**TAREA ASIGNADA 1:** En el fragmento sobre la corrupción y la prensa, ¿qué forma de corrupción señalaba, según se cita, el autor que tenía razón?
**TAREA ASIGNADA 2:** Retome el fragmento sobre la corrupción y la prensa y prosiga la redacción desde su última oración.

**FRAGMENTO DEL DOCUMENTO:**
****************************************

También propongo que es deber nuestro estar del lado de la esperanza.
• Como consecuencia el hecho de la corrupción se banaliza y adquiere ese color amarillento de lo que o se olvida o se archiva. O lo que es peor, se asimila, como sucede con los alimentos que, digeridos, entran a hacer parte del organismo
O sea que no podemos convertir la corrupción en parte del paisaje, no debe verse como una costumbre sino como un reto para el periodista y para la sociedad.
• Este proceso de asimilación de la corrupción se intensifica con la información digital, que ha llegado a ser la menos costosa de las fuentes, la de más rápida y amplia difusión y la que da la apariencia de ser el resultado de la mayor actividad investigativa. Son informaciones condensadas bajo titulares que en pocas palabras pretenden resumir un hecho sin análisis, sin pluralidad ni diversidad de fuentes y sin mayores esfuerzos para analizar ni para usar una mirada crítica. He descrito una generalizada incapacidad crítica como consecuencia de la mala utilización de una ambiciosa tecnología. Utilizada torpemente, crea una ciudadanía vulnerable a la corrupción porque la incapacita para el pensamiento crítico, para dudar y hacerse preguntas.
• A medida que la tecnología reemplace nuestras capacidades: la memoria, el análisis, la investigación, crecerá una sociedad inerme ante la ofensiva de los corruptos.
Para este como para todos los casos informativos, debe hacerse uso inteligente de lo digital.
Los hechos de corrupción y el fenómeno mismo se pueden ver bajo la luz del sol cansado y ambiguo de la postverdad que a veces presenta la corrupción como un hecho más, como sucede también con la guerra, las inundaciones o las epidemias: que aparecen como otros hechos que rompen la monotonía de la historia diaria, que pasan por el frente y que se ven como otra calamidad, como parte de la regularidad cíclica de los males inevitables de la humanidad.
Es preciso pasar de lo rutinario a lo compasivo. Entendida esta última palabra como el padecer con los demás. Tenía razón el autor que afirmaba que una forma de corrupción es el acostumbramiento
• De ese enorme aparato digestivo capaz de asimilar y convertir en rutina cualquier hecho de corrupción, hace parte el sentimiento de estar desbordados e impotentes ante el crecimiento y el ímpetu al parecer irresistible de las aguas de la corrupción, de modo que la prensa, aparentemente resignada y acostumbrada, se limita a registrar hechos y a renunciar a cualquier tentativa de cambiar la historia que sucede. En ese papel de testigo pasivo la prensa abandona su deber ser de agente activo de la conciencia de una sociedad que no se resigna, que no se puede resignar y que en cada evento catastrófico no solo reacciona para salvar lo que puede salvar, sino para prever futuros eventos con la consigna del Nunca más. Ante la corrupción no parece haberse oído esa consigna, o porque no se cree en ella o porque se da por hecho e inmodificable que la humanidad es así y que nada ni nadie podrán modificar esa condición.

****************************************

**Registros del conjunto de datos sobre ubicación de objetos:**
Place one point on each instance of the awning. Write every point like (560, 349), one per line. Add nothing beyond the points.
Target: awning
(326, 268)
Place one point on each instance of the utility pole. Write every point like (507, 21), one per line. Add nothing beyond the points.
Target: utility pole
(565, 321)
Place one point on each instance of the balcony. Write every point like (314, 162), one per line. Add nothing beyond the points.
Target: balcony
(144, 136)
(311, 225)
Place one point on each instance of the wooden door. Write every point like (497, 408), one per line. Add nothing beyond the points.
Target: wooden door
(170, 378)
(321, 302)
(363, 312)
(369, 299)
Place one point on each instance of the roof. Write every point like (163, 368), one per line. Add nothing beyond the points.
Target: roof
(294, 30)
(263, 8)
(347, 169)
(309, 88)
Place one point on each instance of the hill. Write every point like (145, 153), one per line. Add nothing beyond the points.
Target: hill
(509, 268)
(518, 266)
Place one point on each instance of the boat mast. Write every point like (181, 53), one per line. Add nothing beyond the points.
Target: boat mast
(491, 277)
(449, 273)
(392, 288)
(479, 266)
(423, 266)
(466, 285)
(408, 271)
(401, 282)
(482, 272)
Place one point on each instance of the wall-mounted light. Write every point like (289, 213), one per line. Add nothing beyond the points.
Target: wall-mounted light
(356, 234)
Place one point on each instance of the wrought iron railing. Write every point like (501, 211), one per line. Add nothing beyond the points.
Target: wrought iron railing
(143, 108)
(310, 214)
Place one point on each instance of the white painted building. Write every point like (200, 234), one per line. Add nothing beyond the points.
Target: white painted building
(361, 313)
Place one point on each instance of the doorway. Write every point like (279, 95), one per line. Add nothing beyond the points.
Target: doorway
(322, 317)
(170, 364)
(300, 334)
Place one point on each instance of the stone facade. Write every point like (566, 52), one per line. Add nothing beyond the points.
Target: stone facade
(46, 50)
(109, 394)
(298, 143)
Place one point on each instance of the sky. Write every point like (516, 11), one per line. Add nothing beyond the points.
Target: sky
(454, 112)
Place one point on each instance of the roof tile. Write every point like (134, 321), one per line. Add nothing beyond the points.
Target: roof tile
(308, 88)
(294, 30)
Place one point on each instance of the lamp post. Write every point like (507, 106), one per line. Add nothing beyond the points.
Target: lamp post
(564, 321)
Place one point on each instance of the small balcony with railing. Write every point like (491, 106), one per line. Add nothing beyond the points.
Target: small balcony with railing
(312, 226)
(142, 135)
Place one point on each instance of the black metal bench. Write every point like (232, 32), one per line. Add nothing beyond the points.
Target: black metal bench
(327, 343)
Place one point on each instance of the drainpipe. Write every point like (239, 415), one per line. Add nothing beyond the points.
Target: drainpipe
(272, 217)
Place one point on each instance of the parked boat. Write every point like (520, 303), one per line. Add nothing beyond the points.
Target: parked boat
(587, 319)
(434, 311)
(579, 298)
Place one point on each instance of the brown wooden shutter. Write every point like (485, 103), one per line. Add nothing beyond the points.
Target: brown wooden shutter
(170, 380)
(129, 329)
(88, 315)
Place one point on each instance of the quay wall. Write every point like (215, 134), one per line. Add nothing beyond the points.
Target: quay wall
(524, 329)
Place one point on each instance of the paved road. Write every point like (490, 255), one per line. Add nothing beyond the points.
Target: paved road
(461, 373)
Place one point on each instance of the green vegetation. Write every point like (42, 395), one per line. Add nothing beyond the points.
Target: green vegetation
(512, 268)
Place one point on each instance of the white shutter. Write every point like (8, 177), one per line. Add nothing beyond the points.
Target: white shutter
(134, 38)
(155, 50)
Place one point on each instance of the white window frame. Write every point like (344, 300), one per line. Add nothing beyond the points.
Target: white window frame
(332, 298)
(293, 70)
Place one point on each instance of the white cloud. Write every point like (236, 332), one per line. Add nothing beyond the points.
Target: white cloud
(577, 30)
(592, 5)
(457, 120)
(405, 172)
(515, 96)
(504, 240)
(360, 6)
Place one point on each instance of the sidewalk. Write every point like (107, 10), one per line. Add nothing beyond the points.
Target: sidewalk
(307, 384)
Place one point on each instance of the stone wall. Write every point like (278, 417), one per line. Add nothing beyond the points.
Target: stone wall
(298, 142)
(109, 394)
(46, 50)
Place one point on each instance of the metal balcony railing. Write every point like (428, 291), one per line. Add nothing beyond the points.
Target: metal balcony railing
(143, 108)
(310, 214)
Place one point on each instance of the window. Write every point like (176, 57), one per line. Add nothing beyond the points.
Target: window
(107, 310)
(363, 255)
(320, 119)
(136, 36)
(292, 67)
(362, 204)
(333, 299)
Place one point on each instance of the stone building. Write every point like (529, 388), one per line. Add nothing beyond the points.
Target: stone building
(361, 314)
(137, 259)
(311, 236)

****************************************

**RESULTADO OBTENIDO 1:** El acostumbramiento.

**RESULTADO OBTENIDO 2:**
Recuperar el liderazgo
Mi otra respuesta: la prensa debe recuperar su liderazgo si quiere ir más allá de la simple información sobre corrupción.
Sin embargo no toda la prensa está adoptando esa lacrimosa postura de derrota. El seguimiento hecho a los más sobresalientes protagonistas de casos de corrupción, notifica y revela a los lectores que el delito no paga y estimula la denuncia y el rechazo de los actos de corrupción, lo mismo que la investigación independiente sobre esos hechos.
Algunos columnistas han compartido sus reflexiones sobre el origen de la actual ola de corrupción y han dejado al descubierto sus envenenadas raíces en las prácticas de los políticos y en la ambigüedad de los reglamentos electorales en lo que corresponde a la financiación de las campañas.
Se echa de menos en cambio la consideración y exposición pública de la existencia de los honestos y de sus razones para mantenerse honestos como si algún misterioso mandato ordenara mantenerlos a la sombra o fuera de la categoría de lo noticioso. No parece bueno que del panorama que se despliega a diario ante los receptores de información, se descarte sistemáticamente a esta parte luminosa de la sociedad.
Las audiencias, convocadas un día y otro también a conocer el rostro y las actividades de los corruptos, sufren un doble impacto: el de la ubicua presencia de los corruptos en la actividad pública, y el impacto de la conclusión de que la corrupción lo domina todo, con la natural notificación de que se debe abandonar toda esperanza.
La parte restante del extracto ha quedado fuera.